### [READING PASSAGE]
Friedrich Nietzsche once said: “He who would learn to fly one day must first learn to walk and run
and climb and dance; one cannot fly into flying”. I quoted this phrase because it highlights how a person builds themselves up, and it reflects the path I have followed to structure myself and
accomplish my dreams; dreams that I would like you to sponsor. I learned to walk in the bosom of my family in Colombia, where I developed a passion for knowledge.
My mother was a biologist and a teacher, my father is a chemical engineer, and my elder brother
followed in his footsteps. They all inspired me and were good role models. I grew up surrounded by
them, I examined and adopted their devotion to follow and explore personal interests.
Then I had to pursue the running. I come from the country where Fernando Botero and Gabriel Garcia
Marquez wowed the world with their art and stories. Colombia is a beautiful country, but also full of
contrasts. It has been tremendously hit by violence and corruption. These problems have impacted its
economy and today the number of people on the poverty line, is equivalent to the population of the
Netherlands, about 17,5 million people (according to the World Bank). As several young people in
Colombia, I learned to run, but it was clear that I needed to run faster to overcome the limits imposed
by the context.
Subsequently I was climbing. At first, I studied Industrial Engineering. This bachelor’s degree gave
me great foundations for my first job experience as a sales executive for a global leader within the
certification industry. I learned about the needs of the Colombian industry and how to improve the
quality of products and the manufacturing processes. However, I felt I could have a bigger impact on
the context in which I lived, and so, I questioned myself. As a result of reading and reflexion, I aligned
my passion, vocation, purpose, and sense of gratitude with life to dedicate my capacities to work on
the global challenge of implementing sustainable mobility in cities.
Then came the best part of my life because each new step had sense to me. I called this part learning
to dance. I did a second Bachelor in Electromechanical Engineering and gained two scholarships for
being the best student and I got a meritorious final thesis. I learned English and started to learn
German, I have built up 13 years of experience, the last 3 focused on designing and implementing
Renewable Energy projects for different industries, aimed at reducing their carbon footprint and
energy costs. Now I am a second semester student of M. Eng. Renewable Energy and E-mobility at
Stralsund University of Applied Sciences.
Throughout the years that I had lived in Bogota, a city with 7.2 million of population, I observed how
most of commutes last between 1 and 3 hours. Public transport is fossil-fuel based, with buses being
the main means of transport and mostly overcrowded. This means of transport is closely linked to a
major problem of CO2 emissions and air pollution, which kills nearly 65 out of every 100,000 people
in low- and middle-income countries every year (according to the World Health Organization). Thus,
I realized that by reducing time and implementing other means of transports with clean energy
sources, pollution will decrease, and citizens would have better health conditions and a considerable
improvement in their quality of life. For this reason, I came to Germany, to gain knowledge in
solutions I could bring to Colombia, and other countries where it would also be of great benefit.
Currently, I am at the point of wanting to learn how to fly; I am in Germany on my own, with limited
economic resources, and I have dreams, that your support through the VELA scholarship would be a
great help in realising. I would like to research the implementation of a combination of public
transport solutions to help countries to develop transport policies and implement technology-based
solutions to improve sustainability and quality of life of the citizens.

### [RECORDS PROVIDED]
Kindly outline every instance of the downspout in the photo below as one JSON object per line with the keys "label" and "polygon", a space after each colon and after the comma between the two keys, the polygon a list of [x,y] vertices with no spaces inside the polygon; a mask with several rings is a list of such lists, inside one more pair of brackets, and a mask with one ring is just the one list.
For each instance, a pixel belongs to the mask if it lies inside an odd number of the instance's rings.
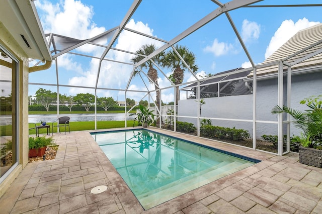
{"label": "downspout", "polygon": [[38,66],[30,67],[29,68],[29,73],[32,73],[35,71],[39,71],[43,70],[47,70],[51,66],[51,61],[46,61],[46,63],[42,65],[39,65]]}

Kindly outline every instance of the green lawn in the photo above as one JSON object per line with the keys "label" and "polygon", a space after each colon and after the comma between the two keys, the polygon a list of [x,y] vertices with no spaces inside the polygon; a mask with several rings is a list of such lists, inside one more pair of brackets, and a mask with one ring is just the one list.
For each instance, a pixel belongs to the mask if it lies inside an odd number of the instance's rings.
{"label": "green lawn", "polygon": [[[136,110],[131,111],[130,113],[135,113],[136,112]],[[104,111],[98,111],[97,114],[111,114],[111,113],[124,113],[124,111],[108,111],[105,112]],[[85,111],[73,111],[69,112],[68,111],[59,111],[59,114],[95,114],[95,112],[94,111],[90,111],[86,112]],[[29,112],[29,115],[56,115],[57,112],[55,111],[52,111],[49,112],[46,112],[44,111],[30,111]]]}
{"label": "green lawn", "polygon": [[[127,121],[127,127],[132,127],[133,125],[133,121]],[[39,125],[39,124],[37,124]],[[49,124],[51,126],[51,124]],[[92,130],[95,129],[95,124],[94,121],[84,121],[70,122],[70,131],[82,131],[82,130]],[[135,126],[137,126],[137,122],[135,122]],[[112,129],[114,128],[125,127],[124,121],[98,121],[97,129]],[[29,128],[35,127],[33,124],[29,124]],[[67,129],[68,130],[68,129]],[[1,136],[10,136],[12,135],[12,126],[1,126],[0,127],[0,135]],[[39,129],[39,134],[46,134],[46,129]],[[60,132],[64,132],[64,127],[61,128]],[[52,132],[50,127],[50,133]],[[57,132],[57,127],[54,128],[54,133]],[[35,135],[36,130],[35,129],[29,130],[29,135]]]}
{"label": "green lawn", "polygon": [[[126,123],[128,127],[131,127],[133,125],[133,121],[127,121]],[[48,124],[51,126],[51,124]],[[70,131],[92,130],[95,129],[95,123],[94,121],[84,121],[70,122]],[[135,122],[135,126],[137,126],[137,122]],[[29,124],[29,128],[34,127],[32,124]],[[98,121],[97,129],[112,129],[114,128],[125,127],[124,121]],[[67,129],[68,130],[68,129]],[[46,134],[46,129],[41,129],[38,130],[39,134]],[[64,128],[60,128],[60,132],[64,132]],[[50,133],[52,132],[52,128],[50,127]],[[54,127],[54,133],[57,132],[57,127]],[[36,130],[32,129],[29,130],[30,135],[36,134]]]}

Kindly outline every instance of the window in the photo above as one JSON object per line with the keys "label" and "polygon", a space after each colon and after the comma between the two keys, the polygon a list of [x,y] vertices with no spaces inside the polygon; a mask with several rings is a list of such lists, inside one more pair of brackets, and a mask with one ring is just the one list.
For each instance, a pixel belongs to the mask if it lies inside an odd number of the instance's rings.
{"label": "window", "polygon": [[18,60],[0,45],[0,182],[18,163]]}

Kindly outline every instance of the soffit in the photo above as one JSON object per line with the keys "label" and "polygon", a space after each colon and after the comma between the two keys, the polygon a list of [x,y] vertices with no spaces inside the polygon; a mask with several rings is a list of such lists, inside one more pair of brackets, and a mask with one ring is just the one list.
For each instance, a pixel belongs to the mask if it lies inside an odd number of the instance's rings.
{"label": "soffit", "polygon": [[[48,44],[34,3],[29,0],[0,0],[0,21],[29,58],[51,61]],[[28,47],[21,35],[23,35]]]}

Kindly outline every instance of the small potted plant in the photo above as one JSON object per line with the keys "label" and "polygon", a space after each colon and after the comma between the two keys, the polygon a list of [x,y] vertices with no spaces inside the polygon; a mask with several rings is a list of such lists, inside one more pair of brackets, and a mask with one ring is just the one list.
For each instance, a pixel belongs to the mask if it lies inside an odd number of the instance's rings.
{"label": "small potted plant", "polygon": [[149,111],[147,109],[142,105],[139,105],[140,112],[134,113],[131,115],[136,115],[136,118],[134,119],[134,122],[137,121],[139,126],[142,125],[143,128],[146,128],[148,125],[152,123],[155,123],[154,121],[154,115],[153,111]]}
{"label": "small potted plant", "polygon": [[46,148],[48,146],[54,146],[56,144],[53,142],[52,137],[29,137],[29,153],[30,158],[37,156],[42,156],[45,154]]}
{"label": "small potted plant", "polygon": [[302,112],[283,106],[275,106],[272,113],[287,113],[295,120],[295,126],[301,129],[300,136],[295,136],[299,145],[299,162],[322,168],[322,95],[311,96],[301,100],[308,109]]}

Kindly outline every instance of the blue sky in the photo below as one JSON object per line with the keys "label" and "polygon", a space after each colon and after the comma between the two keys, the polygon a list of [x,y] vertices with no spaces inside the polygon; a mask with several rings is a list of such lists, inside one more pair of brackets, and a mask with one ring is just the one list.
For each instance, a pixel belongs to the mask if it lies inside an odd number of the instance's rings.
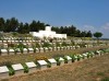
{"label": "blue sky", "polygon": [[108,37],[109,0],[0,0],[0,18],[41,21],[51,26],[75,25]]}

### [WHAT THE TASK ASKS]
According to the scholarship letter above, which master's program is the writer currently studying, and at which institution?

### [TASK OUTPUT]
The M. Eng. Renewable Energy and E-mobility at Stralsund University of Applied Sciences.